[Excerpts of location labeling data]
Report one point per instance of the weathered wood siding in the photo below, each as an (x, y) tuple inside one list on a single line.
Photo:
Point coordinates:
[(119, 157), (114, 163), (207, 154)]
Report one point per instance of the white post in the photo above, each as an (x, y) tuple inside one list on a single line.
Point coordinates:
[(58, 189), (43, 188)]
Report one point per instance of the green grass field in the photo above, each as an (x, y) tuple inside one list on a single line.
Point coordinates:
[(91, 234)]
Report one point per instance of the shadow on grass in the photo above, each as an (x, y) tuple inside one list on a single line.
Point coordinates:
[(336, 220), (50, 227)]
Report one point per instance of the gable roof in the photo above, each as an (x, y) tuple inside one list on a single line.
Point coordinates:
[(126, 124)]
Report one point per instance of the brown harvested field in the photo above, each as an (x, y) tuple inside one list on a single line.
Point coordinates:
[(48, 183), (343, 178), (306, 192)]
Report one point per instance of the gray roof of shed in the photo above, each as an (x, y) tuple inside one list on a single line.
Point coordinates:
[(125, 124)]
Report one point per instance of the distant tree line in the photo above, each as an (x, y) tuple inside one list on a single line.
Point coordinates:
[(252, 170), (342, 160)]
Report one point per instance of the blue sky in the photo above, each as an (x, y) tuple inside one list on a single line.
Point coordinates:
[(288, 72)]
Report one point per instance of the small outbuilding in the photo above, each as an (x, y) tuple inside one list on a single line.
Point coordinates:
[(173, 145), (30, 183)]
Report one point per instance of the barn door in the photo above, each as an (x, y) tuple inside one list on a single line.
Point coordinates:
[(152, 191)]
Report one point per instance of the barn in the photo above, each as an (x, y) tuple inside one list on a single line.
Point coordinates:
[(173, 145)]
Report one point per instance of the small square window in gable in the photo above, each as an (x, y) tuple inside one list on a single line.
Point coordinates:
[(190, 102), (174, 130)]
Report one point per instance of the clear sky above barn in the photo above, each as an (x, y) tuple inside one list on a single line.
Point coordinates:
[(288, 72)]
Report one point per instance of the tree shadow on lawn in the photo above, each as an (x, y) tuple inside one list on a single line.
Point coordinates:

-- WHAT YOU WILL DO --
Recast every line of the material above as a JSON list of strings, one string per line, and leave out any blank lines.

-- WORKED ANSWER --
[
  "Report one point per instance of the weathered wood siding in the photo below, each as an (x, y) tuple inside one list on a single line.",
  "Photo:",
  "Point coordinates:",
  "[(119, 157), (114, 163), (207, 154)]",
  "Report one point per instance of the white post in the photo above, each as an (x, y) tuple inside one list on a single line.",
  "Point coordinates:",
  "[(58, 189), (43, 188)]",
  "Report one point per instance of the green grass field in the photo above, each as an (x, y) tuple inside one list on a single line.",
  "Point coordinates:",
  "[(91, 234)]",
  "Report one point per instance of the shadow on grass in the photo above, each as an (x, y) tuple inside one list on a single line.",
  "Point coordinates:",
  "[(336, 220), (50, 227)]",
  "Report one point per instance of the gable roof in the photo above, each as an (x, y) tuple inside one list on a single line.",
  "Point coordinates:",
  "[(126, 124)]",
  "Report one point per instance of the brown harvested field in the photo above, each as an (x, y) tuple inside one list on a single line.",
  "Point coordinates:",
  "[(48, 183), (343, 178), (306, 192)]",
  "Report one point per instance of the gray roof of shed in the photo above, each as an (x, y) tuple inside one list on a single line.",
  "Point coordinates:",
  "[(125, 124)]",
  "Report one point per instance of the distant tree line in the photo above, each as an (x, y) tuple inside one list on a single line.",
  "Point coordinates:",
  "[(252, 170), (342, 160)]",
  "Report one point per instance of the blue sky in the photo above, each as an (x, y) tuple inside one list on a single line.",
  "Point coordinates:",
  "[(288, 72)]",
  "Report one point per instance of the small outbuilding in the photo above, each as an (x, y) tuple inside one list on a single line.",
  "Point coordinates:",
  "[(173, 145), (30, 183)]",
  "Report one point per instance of the barn door in the photo above, each as an (x, y) tuple inside one list on a single line.",
  "Point coordinates:",
  "[(152, 191)]",
  "Report one point per instance of the barn in the photo above, each as an (x, y) tuple inside one list on a single line.",
  "Point coordinates:",
  "[(173, 145)]",
  "Report one point per instance of the small square window in gable in the photo above, each as an (x, y) tuple inside one list on a single line.",
  "Point coordinates:",
  "[(190, 102), (174, 130)]",
  "Report one point per instance of the clear sky above barn in the photo above, each as an (x, y) tuple inside one list on a single line.",
  "Point coordinates:",
  "[(288, 72)]",
  "Report one point per instance of the tree shadow on lawn in the photo above, each as an (x, y) tuple inside one list on a single line.",
  "Point coordinates:"
]